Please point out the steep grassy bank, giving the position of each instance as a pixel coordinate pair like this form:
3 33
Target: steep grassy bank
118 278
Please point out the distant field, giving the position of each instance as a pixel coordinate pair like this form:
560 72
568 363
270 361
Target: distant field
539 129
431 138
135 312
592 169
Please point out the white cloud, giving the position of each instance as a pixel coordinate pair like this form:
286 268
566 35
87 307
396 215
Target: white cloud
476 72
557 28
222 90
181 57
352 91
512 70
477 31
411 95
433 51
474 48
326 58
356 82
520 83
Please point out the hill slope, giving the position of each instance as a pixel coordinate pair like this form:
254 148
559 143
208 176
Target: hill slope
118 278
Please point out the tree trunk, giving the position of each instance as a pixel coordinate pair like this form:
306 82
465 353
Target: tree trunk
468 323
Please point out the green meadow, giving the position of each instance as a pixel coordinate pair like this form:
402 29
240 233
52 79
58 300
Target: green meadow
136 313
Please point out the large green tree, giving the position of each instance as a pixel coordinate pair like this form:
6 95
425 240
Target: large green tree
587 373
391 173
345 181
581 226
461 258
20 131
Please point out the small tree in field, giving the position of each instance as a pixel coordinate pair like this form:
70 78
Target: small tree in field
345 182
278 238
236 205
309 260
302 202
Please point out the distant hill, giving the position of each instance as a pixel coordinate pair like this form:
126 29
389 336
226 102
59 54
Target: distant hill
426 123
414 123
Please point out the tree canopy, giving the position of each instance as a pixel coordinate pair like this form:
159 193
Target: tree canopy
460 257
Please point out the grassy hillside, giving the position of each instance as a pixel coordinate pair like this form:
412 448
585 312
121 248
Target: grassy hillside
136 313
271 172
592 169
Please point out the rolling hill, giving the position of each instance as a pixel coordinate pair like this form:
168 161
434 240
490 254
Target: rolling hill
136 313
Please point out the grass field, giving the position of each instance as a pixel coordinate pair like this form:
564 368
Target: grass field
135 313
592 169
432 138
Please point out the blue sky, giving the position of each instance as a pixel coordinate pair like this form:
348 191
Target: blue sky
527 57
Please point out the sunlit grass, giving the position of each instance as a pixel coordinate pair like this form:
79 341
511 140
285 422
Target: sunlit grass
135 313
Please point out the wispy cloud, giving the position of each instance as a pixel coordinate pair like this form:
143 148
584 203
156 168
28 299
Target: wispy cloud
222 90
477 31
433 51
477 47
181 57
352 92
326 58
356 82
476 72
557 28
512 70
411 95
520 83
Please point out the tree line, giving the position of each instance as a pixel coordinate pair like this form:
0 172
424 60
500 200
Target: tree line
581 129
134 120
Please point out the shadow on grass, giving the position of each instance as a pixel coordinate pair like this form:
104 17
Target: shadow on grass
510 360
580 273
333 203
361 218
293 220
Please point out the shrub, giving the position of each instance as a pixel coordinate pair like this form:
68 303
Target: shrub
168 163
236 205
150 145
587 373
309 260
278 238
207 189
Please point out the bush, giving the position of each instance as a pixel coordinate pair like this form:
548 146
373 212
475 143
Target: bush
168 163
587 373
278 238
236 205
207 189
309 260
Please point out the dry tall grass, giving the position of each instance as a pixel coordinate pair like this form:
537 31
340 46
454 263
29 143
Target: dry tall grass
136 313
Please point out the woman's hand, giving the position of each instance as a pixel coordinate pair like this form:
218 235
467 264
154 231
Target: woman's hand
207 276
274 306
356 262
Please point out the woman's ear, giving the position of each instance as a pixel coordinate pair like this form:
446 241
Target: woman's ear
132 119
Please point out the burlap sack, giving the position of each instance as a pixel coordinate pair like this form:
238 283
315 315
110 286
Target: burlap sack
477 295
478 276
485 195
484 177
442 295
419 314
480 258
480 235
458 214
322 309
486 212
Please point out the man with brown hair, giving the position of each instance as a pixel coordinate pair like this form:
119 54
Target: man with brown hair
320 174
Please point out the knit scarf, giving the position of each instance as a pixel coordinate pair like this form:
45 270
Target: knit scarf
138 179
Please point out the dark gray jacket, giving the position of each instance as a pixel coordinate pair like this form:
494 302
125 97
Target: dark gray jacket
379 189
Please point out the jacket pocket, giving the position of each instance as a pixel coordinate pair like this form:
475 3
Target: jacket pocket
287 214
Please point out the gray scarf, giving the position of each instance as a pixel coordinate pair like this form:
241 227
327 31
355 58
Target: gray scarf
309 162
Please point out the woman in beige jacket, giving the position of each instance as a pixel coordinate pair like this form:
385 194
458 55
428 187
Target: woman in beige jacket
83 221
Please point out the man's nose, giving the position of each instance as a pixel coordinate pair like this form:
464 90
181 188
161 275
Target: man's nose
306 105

▶ Aim: Copy all of the data above line for line, with no changes.

▶ Solution to this task:
Please point out the steep grassy bank, giving the position of each instance as a pixel coordinate pair like this form:
3 33
Target: steep grassy bank
118 278
Please point out the distant field, giving the position of each instance as a pixel coordinate pair like this form:
560 72
568 363
270 361
Target: distant field
539 129
431 138
135 312
592 169
Please point out the white cloud, giving the position of each instance as a pixel coordinate pair like this form:
286 268
566 35
87 307
396 215
Target: white cloud
476 72
557 28
222 90
181 57
352 91
512 70
477 31
411 95
433 51
474 48
326 58
356 82
520 83
Please point out the hill slope, giving the position of each instance as a pixel coordinate pair like this form:
254 148
559 143
208 176
Target: hill slope
118 278
Please point out the tree trunk, giving the position of each instance as a pixel coordinate pair like this form:
306 82
465 353
Target: tree trunk
468 323
Please point out the green meadow, giving the position of each instance as a pixel coordinate pair like this form:
402 29
240 233
52 79
58 300
Target: green meadow
136 313
Please point out the large green tree, giving the position of each instance as a pixel coordinate pair like this form:
6 95
425 240
Target: large green tree
587 373
391 173
345 181
581 226
461 258
20 131
Please point out the small tree in field, giving the position of each instance as a pixel coordinate pair like this form:
70 78
Target: small tree in field
345 182
278 238
236 205
309 260
302 202
Please point out the distant hill, giving the position of each instance as a pixel coordinate pair like this form:
126 29
389 336
226 102
59 54
Target: distant hill
426 123
414 123
Please point out the tree canopy, giving the position of each instance as a pixel coordinate pair like this form:
159 193
Target: tree canopy
460 257
Please point out the grassy hillside, giving the position of each instance as a pixel coordinate pair like this form:
412 448
585 312
121 248
Target: grassy hillside
136 313
271 172
592 169
Please point out the rolling hill, giving the position of each instance as a pixel coordinate pair like this form:
168 161
434 240
490 254
Target: rolling hill
136 313
Please point out the grass field, giving the position of each instance as a pixel coordinate pair like this form:
564 368
Target: grass field
135 313
592 169
432 138
Please point out the blue sky, giving the position of each instance as a pixel coordinate pair like this form:
348 191
Target: blue sky
527 57
Please point out the sunlit grass, giving the position of each instance as a pixel coordinate pair like this form:
79 341
511 140
285 422
Target: sunlit grass
135 313
Please point out the wispy cloud, giving the position of each instance as a pixel coordinate pair like this form:
143 148
584 203
156 168
28 299
Target: wispy cloud
222 90
477 31
433 51
477 47
181 57
352 92
326 58
356 82
476 72
557 28
512 70
411 95
520 83
Please point out the tree line, giving the position of each instance as a pixel coordinate pair like this form:
0 172
424 60
500 200
Target: tree line
581 129
134 120
Please point out the shadow on grass, giving the position of each instance as a pixel coordinate pair like this form:
104 17
Target: shadow on grass
510 360
580 273
333 203
361 218
293 220
Please point out the shrub, giving the position of each instance as a pixel coordinate pair like this form:
68 303
Target: shrub
168 163
236 205
150 145
587 373
309 260
278 238
207 189
Please point out the bush, giving the position of each instance as a pixel coordinate pair like this form:
548 146
373 212
475 143
Target: bush
168 163
587 373
278 238
236 205
207 189
309 260
Please point out the dry tall grass, giving the position of each instance as a pixel coordinate pair like this form:
537 31
340 46
454 263
29 143
Target: dry tall grass
136 313
Please point out the woman's hand, giving the position of each instance as a pixel coordinate pair like this form:
218 235
467 264
154 231
Target: woman's hand
207 276
274 306
356 262
Please point out the woman's ear, giving the position of each instance as a pixel coordinate pair like this form:
446 241
Target: woman's ear
132 119
Please point out the burlap sack, giving the position of each instance as a pixel coordinate pair like this form:
238 283
315 315
110 286
Target: burlap sack
477 295
478 276
485 195
484 177
442 295
419 314
480 258
480 235
458 214
322 309
486 212
Please point out the man with brown hair, giving the position of each instance as a pixel coordinate pair like this form:
119 54
Target: man with brown hair
320 174
Please point out the knit scarf, giving the position of each instance as a pixel coordinate pair like this form:
45 270
Target: knit scarf
138 179
Please point out the dark gray jacket, giving the position of each instance as a pixel coordinate pair like this form:
494 302
125 97
Target: dark gray jacket
379 189
Please point out the jacket pocket, giving the position of each instance as a pixel coordinate pair like this form:
475 3
Target: jacket pocket
287 214
Please point out the gray scarf, giving the position of each instance as a pixel coordinate pair like this form:
241 227
327 31
355 58
Target: gray scarf
309 162
Please point out the woman in beige jacket, giving the position of each instance as a pixel coordinate pair like this form:
385 194
458 55
428 187
Target: woman in beige jacket
83 221
Please point out the man's nose, giving the position of each instance as a pixel coordinate pair like this form:
464 90
181 188
161 275
Target: man's nose
306 105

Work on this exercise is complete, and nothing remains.